What to do |
a) Quote the passage of the article on taxes for married same-sex couples word for word, starting with "If you were legally married at" and going on through "have a choice.".
b) Extend the article on taxes for married same-sex couples, picking up right after its final sentence.

In June 2013, the Supreme Court ruled Section 3 of the Defense of Marriage Act unconstitutional. Section 3 limited the definition of marriage to couples of the opposite sex. This change has broad impact on the tax code and on eligibility for certain employee and retiree benefits. The IRS has just begun to set up the rules and procedures they will follow in recognizing these changes.
The IRS has gone on to explain how this ruling affects the interpretation of the tax law. To begin with, same-sex couples must be legally married. Therefore, the couple must have a legal marriage in a state where same-sex marriage is legal. Domestic partnerships and civil unions are not considered legal marriages at present, but this could change.
Marriage is Defined by Individual States
Since marriage is defined by the states, and most states do not allow same-sex marriages, there are some complexities in filing your 2013 taxes if you are a legally married same-sex couple. Your filing status for your federal return will be different than your state filing status. This is the case for Wisconsin.
Questions to Help Married Same-Sex Couples With Tax Planning
Here are a few questions you may have about taxes and benefits for married same-sex couples:
When can my same-sex spouse and I file income taxes as a married couple filing jointly?
You are required to file in 2013 as married filing jointly or married filing separately if you are legally married by the end of 2013. If you are legally married at the end of 2013, you cannot file as “single” on your Federal 1040.
We are behind on filing tax returns. My spouse and I have not yet filed 2012 tax returns. We want to each file as “single” for 2012 because our taxes are lower that way. Can we do that?
If you were legally married at the end of 2012, and you had not filed your 2012 tax return as of September 15, 2013, you are required to file either as married – joint or married – separate for 2012. You do not have a choice.
May we file as married filing jointly for prior years, even though we have already filed as “single”?
Yes, if you were legally married in prior years, you can file an amended return for all years open per the statute of limitations (3 years plus the current year). You are not required to amend your prior year returns, however.
We aren’t sure if we should amend prior year returns or not. Why would we want to do that?
This can be a very complex issue on many levels. Let’s assume that your only consideration is lowering your taxes for prior years. When you file “married filing jointly” the tax brackets, standard deduction amounts, eligibility for certain credits, taxability of health insurance, and limitations on losses are different than filing “single”, and this could either work in your favor or not. In general, if one of you does not have a paycheck or significant income, you may be able to lower your taxes by amending your return. However, there are too many factors to give you a pat answer, so I would recommend that you or your tax professional recalculate your taxes as a married couple in prior years first, to determine if your overall taxes are lower than they were when you originally filed as single taxpayers.
Under the new rules, how do we file our Wisconsin tax return?
Since the State of Wisconsin does not recognize same-sex marriage, you are not allowed to file as a married couple, even though you are required to file as a married couple for federal tax purposes. The only filing statuses valid for same-sex couples are “Single” or “Head of Household”.
Wisconsin has designed a new form, Schedule S, to accommodate splitting your federal adjusted gross income into single AGIs for each spouse. Your single AGI is the starting point for your Wisconsin returns. Adjustments need to be made for income and deductions that are only recognized for married couples, such as health insurance premiums and spousal IRAs.

Data records |
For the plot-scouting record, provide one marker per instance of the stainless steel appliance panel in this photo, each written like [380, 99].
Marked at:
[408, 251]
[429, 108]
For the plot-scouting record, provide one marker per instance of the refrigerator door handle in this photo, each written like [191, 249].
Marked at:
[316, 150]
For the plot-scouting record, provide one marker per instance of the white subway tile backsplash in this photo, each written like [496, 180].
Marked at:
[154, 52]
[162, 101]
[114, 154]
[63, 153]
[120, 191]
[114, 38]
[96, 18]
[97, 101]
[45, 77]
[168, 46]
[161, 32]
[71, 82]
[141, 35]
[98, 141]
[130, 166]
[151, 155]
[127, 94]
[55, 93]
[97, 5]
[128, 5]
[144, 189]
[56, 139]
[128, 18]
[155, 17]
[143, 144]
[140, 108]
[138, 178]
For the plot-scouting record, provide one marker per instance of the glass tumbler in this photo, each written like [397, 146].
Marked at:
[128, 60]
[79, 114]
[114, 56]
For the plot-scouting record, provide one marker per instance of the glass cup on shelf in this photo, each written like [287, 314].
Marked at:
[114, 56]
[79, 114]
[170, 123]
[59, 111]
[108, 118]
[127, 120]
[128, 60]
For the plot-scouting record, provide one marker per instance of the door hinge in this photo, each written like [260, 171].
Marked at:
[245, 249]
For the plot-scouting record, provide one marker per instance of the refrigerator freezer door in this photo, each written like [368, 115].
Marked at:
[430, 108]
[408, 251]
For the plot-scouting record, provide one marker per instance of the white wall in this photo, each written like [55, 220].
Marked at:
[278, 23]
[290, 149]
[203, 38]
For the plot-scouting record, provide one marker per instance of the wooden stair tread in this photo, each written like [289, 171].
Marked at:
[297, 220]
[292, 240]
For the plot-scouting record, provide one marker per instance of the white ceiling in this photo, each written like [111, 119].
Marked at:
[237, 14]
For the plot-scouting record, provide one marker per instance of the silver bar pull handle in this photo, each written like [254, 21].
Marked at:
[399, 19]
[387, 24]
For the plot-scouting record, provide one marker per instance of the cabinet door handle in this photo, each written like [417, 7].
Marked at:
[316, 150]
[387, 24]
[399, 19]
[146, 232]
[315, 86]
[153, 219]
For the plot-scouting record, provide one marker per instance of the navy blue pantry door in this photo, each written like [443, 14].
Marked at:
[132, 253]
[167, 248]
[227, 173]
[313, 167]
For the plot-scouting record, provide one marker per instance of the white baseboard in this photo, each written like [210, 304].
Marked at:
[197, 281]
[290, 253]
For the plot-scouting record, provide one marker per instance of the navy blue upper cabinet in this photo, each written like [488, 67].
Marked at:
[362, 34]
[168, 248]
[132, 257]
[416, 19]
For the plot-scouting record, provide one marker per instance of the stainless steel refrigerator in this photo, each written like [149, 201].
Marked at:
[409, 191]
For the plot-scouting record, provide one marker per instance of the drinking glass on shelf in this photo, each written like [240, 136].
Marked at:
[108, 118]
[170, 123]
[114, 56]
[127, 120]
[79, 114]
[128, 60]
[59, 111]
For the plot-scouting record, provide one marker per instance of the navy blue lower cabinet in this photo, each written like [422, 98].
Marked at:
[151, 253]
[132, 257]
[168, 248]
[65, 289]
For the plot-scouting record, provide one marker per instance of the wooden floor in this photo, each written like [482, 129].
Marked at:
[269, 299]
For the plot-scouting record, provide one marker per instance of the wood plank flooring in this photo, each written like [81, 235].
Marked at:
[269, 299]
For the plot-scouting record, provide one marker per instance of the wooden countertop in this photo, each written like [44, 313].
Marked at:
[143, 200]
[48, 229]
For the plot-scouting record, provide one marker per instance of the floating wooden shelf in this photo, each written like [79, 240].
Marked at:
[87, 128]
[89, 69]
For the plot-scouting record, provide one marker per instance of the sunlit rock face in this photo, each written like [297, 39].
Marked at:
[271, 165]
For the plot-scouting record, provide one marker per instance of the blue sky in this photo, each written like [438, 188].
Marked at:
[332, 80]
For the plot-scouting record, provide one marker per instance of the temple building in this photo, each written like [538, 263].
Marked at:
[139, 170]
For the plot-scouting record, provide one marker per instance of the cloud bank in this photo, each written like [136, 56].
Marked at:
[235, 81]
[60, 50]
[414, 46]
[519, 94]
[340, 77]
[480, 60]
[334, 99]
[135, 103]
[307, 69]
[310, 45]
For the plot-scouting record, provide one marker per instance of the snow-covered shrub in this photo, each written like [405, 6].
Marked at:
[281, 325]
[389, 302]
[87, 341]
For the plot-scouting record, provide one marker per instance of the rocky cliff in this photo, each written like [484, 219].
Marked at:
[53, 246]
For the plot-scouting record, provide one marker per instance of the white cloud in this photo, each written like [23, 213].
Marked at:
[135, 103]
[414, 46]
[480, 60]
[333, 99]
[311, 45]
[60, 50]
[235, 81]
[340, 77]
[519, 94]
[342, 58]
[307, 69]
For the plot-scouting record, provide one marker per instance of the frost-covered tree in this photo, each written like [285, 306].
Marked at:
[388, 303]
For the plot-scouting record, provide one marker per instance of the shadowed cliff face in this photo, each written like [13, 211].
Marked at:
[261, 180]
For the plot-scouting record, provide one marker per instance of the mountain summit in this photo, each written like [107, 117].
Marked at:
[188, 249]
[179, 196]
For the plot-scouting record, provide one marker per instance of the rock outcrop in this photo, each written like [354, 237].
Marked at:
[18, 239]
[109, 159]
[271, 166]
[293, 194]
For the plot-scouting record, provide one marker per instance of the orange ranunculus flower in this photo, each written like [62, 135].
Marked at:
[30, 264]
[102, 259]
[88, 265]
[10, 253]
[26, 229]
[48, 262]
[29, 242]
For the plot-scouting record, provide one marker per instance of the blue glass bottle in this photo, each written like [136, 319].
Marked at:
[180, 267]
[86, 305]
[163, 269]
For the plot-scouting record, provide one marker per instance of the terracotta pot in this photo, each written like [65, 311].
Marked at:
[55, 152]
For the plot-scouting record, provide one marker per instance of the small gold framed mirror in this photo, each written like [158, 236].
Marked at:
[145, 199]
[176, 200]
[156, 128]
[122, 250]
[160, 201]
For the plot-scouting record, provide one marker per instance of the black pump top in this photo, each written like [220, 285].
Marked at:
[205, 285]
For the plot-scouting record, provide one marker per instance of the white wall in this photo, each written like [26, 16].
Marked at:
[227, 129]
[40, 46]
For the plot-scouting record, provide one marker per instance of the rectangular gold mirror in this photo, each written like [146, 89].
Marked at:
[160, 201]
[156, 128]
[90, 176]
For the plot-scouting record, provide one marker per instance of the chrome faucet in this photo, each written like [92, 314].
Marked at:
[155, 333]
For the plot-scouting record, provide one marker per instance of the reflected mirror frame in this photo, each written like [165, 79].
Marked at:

Final results |
a)
If you were legally married at the end of 2012, and you had not filed your 2012 tax return as of September 15, 2013, you are required to file either as married – joint or married – separate for 2012. You do not have a choice.

b)
Schedule S and a copy of the federal return should be attached to each of the Wisconsin returns you and your spouse file.
If I file a federal amended return to change my filing status to “married filing jointly” in prior years, should I also file an amended Wisconsin return?
Since Wisconsin does not allow same-sex couples to file as married, you should not amend your Wisconsin tax return for a change in filing status.
What about IRA contributions? My same-sex spouse and I would like to save as much as we can pre-tax in our IRA accounts, but I do not work outside the home. How much can we save?
As a married couple, even if one spouse has no income, you can each save the individual maximum amount ($5,500 for 2013, plus another $1,000 if you are 50 or over), provided you otherwise qualify. So you can take the full IRA deduction on your federal return.
However, if you live in Wisconsin which does not recognize same-sex marriage, the allowed IRA savings for the spouse without income will be less and a penalty will be assessed on the excess IRA contribution. So, if the spouse only has $1000 of income, and they saved $5,500 in a traditional IRA account, they will have to pay a Wisconsin penalty on excess IRA contributions of $4,500 at one-third of the federal penalty rate, or two percent. The penalty is probably still going to be less than the tax benefit received on the federal return.
My health insurance premiums my employer pays for my spouse are no longer being added back to my income and taxed. Do I have to do something special with these when we file our Wisconsin tax return?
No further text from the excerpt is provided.